_Direction_
Recast the part of the material that opens with the line containing "task: outline the entrance doorway" and continues through the end of the material as a JSON list of strings, one string per line, omitting blank lines.
+++ Data provided
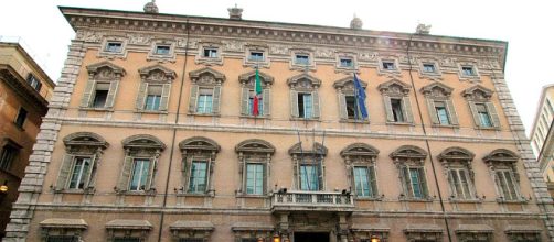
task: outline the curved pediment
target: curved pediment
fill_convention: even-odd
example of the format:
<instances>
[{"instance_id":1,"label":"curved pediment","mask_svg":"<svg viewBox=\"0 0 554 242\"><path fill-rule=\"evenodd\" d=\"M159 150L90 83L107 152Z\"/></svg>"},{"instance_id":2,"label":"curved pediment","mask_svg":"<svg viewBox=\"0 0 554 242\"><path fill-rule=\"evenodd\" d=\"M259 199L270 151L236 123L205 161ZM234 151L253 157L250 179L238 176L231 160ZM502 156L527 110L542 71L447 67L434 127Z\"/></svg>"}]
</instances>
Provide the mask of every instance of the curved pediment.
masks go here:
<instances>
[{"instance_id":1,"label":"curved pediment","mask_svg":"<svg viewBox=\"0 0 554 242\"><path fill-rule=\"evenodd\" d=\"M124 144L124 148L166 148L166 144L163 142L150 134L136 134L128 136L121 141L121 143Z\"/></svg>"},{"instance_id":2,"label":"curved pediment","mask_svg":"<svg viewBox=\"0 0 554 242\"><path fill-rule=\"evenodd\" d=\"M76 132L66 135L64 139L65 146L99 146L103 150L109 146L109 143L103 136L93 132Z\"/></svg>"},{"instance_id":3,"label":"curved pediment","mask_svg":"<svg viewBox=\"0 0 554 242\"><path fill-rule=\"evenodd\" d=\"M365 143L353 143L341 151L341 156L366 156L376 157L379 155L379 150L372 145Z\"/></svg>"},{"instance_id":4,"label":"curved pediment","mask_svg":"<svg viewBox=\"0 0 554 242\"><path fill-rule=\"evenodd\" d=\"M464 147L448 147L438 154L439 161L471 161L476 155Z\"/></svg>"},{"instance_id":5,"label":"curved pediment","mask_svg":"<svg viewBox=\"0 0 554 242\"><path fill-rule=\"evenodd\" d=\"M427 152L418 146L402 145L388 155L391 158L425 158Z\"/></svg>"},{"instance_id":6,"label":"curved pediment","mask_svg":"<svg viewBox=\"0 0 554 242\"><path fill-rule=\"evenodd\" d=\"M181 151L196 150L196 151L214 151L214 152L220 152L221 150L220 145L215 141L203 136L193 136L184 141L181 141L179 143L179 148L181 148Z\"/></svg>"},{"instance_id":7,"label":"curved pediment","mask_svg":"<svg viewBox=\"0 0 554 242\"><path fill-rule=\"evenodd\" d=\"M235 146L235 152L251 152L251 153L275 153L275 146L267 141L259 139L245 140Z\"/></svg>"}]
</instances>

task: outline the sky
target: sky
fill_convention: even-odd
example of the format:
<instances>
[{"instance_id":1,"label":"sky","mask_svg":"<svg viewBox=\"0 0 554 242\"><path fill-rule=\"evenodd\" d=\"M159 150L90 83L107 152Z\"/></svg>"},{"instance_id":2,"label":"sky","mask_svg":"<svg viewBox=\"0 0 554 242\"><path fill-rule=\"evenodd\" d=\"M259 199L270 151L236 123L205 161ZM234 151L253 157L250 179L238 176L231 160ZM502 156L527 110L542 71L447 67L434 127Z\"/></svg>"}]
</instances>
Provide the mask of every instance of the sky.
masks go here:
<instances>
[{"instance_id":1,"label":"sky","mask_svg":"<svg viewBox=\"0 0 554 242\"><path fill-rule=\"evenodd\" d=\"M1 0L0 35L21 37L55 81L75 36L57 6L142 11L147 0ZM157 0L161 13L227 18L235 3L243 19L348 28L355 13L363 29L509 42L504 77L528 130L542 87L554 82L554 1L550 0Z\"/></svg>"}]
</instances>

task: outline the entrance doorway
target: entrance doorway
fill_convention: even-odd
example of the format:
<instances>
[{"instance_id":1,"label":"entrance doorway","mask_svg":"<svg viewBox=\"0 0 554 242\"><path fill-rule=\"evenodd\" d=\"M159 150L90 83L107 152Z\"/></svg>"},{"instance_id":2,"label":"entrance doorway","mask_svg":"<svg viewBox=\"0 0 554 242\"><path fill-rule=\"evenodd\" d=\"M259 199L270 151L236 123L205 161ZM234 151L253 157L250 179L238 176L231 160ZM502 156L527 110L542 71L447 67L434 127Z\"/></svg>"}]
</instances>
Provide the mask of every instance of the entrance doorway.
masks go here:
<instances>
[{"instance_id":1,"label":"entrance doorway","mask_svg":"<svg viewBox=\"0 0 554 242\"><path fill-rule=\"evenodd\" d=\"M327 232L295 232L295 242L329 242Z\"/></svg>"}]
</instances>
++++++
_Solution to this problem_
[
  "task: outline the entrance doorway",
  "target: entrance doorway",
  "fill_convention: even-odd",
  "example of the format:",
  "<instances>",
  "[{\"instance_id\":1,\"label\":\"entrance doorway\",\"mask_svg\":\"<svg viewBox=\\\"0 0 554 242\\\"><path fill-rule=\\\"evenodd\\\" d=\\\"M159 150L90 83L107 152Z\\\"/></svg>\"},{\"instance_id\":2,\"label\":\"entrance doorway\",\"mask_svg\":\"<svg viewBox=\\\"0 0 554 242\\\"><path fill-rule=\\\"evenodd\\\" d=\\\"M259 199L270 151L236 123L205 161ZM234 151L253 157L250 179L238 176L231 160ZM502 156L527 110L542 71L447 67L434 127Z\\\"/></svg>\"}]",
  "</instances>",
  "Provide the mask of every instance of the entrance doorway.",
  "masks go here:",
  "<instances>",
  "[{\"instance_id\":1,\"label\":\"entrance doorway\",\"mask_svg\":\"<svg viewBox=\\\"0 0 554 242\\\"><path fill-rule=\\\"evenodd\\\" d=\\\"M327 232L295 232L295 242L329 242Z\\\"/></svg>\"}]",
  "</instances>"
]